(Beginning of EXCERPT)
GRACE ROSA: Pick them up at home. Take them to the clinic. Wait for them. Help them fill out paperwork because some of them don't read or write.

SHERIDAN: Paperwork for school can be complicated, and kids may need a doctor's checkup to show their immunizations are up to date. Recently, I asked her how her job had changed. She held up her cellphone.

KING: This is our main resource right now, our telephones.

SHERIDAN: When the coronavirus hit, the school district put an end to all in-person contact between school employees and families. She says working mainly by phone has made everything more difficult.

ROSA: Sometimes they're not able to tell us exactly where they live because they are right in the middle of the field.
(End of EXCERPT)
(Beginning of EXTRACTED DATA)
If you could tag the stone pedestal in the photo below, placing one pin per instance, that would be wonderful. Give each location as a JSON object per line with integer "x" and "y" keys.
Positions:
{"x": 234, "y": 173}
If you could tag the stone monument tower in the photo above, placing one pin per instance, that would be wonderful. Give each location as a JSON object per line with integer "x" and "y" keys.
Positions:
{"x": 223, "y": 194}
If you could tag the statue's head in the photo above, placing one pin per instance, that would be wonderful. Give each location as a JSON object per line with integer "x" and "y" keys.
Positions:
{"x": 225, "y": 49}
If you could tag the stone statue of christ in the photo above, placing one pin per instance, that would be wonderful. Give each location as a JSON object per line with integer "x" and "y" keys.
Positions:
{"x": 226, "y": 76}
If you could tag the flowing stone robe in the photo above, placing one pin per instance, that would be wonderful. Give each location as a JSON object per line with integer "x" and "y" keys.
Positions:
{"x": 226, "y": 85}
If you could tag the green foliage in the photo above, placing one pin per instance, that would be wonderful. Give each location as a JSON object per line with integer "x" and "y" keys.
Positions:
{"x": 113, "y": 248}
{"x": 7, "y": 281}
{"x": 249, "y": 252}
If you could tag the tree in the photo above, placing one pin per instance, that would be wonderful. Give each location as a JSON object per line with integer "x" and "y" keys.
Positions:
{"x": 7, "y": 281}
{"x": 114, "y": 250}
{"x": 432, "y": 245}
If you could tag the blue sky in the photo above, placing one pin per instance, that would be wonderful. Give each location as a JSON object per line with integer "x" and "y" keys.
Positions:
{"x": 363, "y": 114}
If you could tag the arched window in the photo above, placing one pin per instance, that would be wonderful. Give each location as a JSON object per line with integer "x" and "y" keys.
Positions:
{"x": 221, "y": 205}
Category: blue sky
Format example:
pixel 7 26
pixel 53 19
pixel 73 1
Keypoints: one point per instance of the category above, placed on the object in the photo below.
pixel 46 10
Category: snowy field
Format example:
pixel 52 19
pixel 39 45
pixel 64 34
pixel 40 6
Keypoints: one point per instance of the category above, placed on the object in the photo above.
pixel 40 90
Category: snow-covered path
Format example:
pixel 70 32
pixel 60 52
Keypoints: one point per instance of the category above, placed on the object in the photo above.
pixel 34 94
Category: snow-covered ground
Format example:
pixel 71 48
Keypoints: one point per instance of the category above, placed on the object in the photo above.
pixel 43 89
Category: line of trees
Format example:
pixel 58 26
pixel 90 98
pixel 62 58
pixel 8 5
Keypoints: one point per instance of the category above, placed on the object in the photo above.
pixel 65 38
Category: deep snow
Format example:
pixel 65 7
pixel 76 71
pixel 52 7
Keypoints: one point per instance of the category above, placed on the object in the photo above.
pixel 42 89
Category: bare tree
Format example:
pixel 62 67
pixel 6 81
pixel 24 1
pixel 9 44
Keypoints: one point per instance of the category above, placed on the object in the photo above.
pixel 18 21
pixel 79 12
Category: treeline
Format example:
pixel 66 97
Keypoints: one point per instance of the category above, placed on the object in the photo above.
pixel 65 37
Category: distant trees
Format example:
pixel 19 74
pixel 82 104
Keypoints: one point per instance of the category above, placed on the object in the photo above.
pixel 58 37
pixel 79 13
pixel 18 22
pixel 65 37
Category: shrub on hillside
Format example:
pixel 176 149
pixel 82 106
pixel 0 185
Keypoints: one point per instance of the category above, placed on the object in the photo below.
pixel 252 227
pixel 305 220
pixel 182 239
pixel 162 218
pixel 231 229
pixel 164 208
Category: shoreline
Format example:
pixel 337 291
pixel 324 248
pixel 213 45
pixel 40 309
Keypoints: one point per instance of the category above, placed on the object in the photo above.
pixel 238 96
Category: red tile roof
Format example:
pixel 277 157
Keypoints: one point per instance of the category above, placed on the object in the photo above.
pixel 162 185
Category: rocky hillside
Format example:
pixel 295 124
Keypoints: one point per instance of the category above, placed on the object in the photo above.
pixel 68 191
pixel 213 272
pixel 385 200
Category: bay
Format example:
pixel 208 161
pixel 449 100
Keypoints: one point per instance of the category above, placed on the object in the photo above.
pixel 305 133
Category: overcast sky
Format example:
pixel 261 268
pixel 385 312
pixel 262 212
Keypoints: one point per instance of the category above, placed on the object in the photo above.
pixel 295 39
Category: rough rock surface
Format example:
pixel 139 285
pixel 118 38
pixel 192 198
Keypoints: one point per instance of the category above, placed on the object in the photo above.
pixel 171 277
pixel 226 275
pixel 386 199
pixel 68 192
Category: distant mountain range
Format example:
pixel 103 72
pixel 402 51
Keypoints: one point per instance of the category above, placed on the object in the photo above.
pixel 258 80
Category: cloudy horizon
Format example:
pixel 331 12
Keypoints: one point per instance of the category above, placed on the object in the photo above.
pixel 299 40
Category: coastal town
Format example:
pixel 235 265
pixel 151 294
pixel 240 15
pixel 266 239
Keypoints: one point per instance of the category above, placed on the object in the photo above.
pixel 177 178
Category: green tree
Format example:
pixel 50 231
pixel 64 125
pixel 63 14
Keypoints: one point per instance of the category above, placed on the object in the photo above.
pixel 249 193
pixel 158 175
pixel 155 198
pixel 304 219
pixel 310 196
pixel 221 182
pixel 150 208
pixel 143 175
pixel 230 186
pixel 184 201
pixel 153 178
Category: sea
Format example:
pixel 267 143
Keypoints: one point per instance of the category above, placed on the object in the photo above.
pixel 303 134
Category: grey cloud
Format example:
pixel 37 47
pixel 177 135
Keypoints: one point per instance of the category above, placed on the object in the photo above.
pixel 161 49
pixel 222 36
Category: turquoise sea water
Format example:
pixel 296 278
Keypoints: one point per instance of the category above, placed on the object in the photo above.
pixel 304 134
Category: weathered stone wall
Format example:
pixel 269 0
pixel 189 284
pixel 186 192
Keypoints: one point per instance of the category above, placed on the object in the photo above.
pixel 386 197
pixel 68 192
(End of EXTRACTED DATA)
PARTS OF THE EXERCISE:
A – From the transcript on school outreach, write out the passage that begins at the words "GRACE ROSA: Pick" and stops after "now, our telephones.".
B – Translate this sentence from the transcript on school outreach into Spanish: "Paperwork for school can be complicated, and kids may need a doctor's checkup to show their immunizations are up to date."

EXERCISE ANSWERS:
A –
GRACE ROSA: Pick them up at home. Take them to the clinic. Wait for them. Help them fill out paperwork because some of them don't read or write.

SHERIDAN: Paperwork for school can be complicated, and kids may need a doctor's checkup to show their immunizations are up to date. Recently, I asked her how her job had changed. She held up her cellphone.

KING: This is our main resource right now, our telephones.

B – Los trámites escolares pueden ser complicados, y es posible que los niños necesiten un chequeo médico para demostrar que sus vacunas están al día.